* [SOURCE TEXT]
----------

Faith, Fear, War, Peace
Snapshots of the grim and 'happy' ministry of today's military chaplains.
By Deann Alford | posted 12/01/2004 12:00AM
Chaplain Captain James Covey is up earlier than he cares to be, fighting 6:30 A.M. traffic through Fort Hood's main gate with a hundred soldiers late to calisthenics. At 6:45 he's leading what he calls "your standard Army prayer breakfast" at Darnall Army Community Hospital.
It's also Covey's turn to carry the funeral bag. It contains a cell phone that rings when a veteran dies and wishes to have a funeral with military honors. Other times it rings for a soldier who dies in Iraq. As funeral duty chaplain, Covey helps bear the news to the soldier's next of kin.
Covey, 37, creeps through the three-lane queue in his aged Suburban with his Bible, his grandfather's cheapo guitar, and three empty car seats for his three little girls. He shows a gatekeeper his Army photo ID: a quarter-inch horseshoe of hair fringing a slick dome, striking Greek features, goofball grin.

----------

* [SOURCE MATERIAL]
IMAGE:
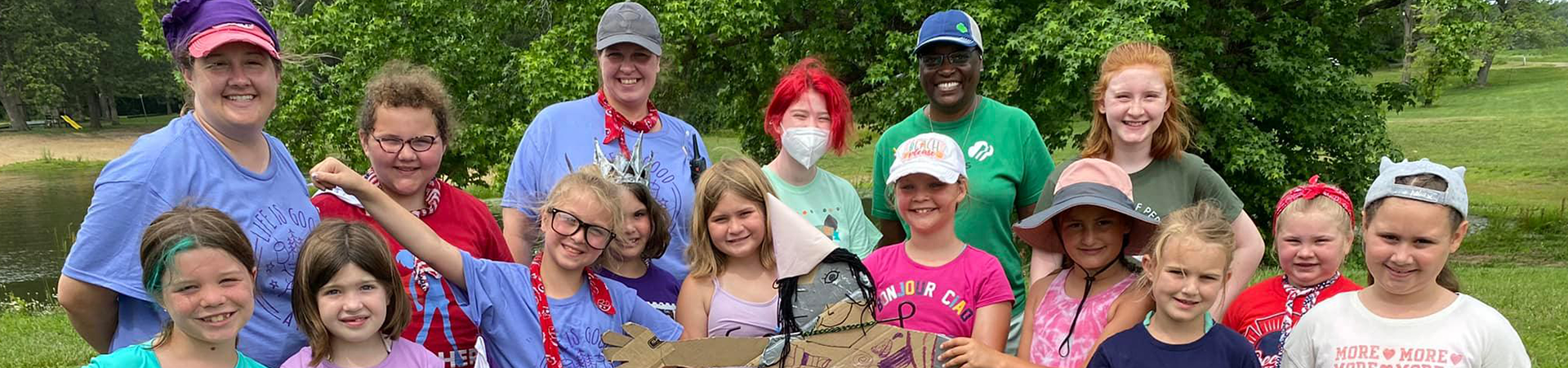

----------

* [ACTIVITIES]
**1.** In the article on military chaplains, at which hospital does Covey lead the prayer breakfast?
**2.** Carry the article about military chaplains forward from its final sentence.

* [RESPONSES PER TASK]
**1.** Darnall Army Community Hospital.

**2.**
Covey answered God's call to the chaplaincy while serving as a senior pastor in a Tyler, Texas, Southern Baptist church. As he waits to see if he'll be subject to a random vehicle search, he mulls what he can tell a clutch of doctors, nurses, medics, and soldiers in a 10-minute sermon on being deployed.
Elsewhere on the base, about a mile from the main gate, Chaplain Major Greg Walker, 39, is one of 12,000 Fourth Infantry Division troops doing pushups and sit-ups and running in formation. After 11 years in the chaplaincy, it's routine. In 2002 the Army shipped Walker, his wife, Roxanne, and their two sons to Fort Hood, the largest active-duty armored post in the United States. In this small city in the heart of Texas, some 90 chaplains representing the gamut of Christian denominations, plus a couple of imams and rabbis, shape the souls of more than 40,000 troops and their families on 339 square miles, 70 miles north of Austin, the state capital. No longer jumping out of airplanes with Special Forces, Walker's tame new post-Iraq role is deputy chaplain, keeping ministry rolling for the Fourth Infantry's 29 chaplains.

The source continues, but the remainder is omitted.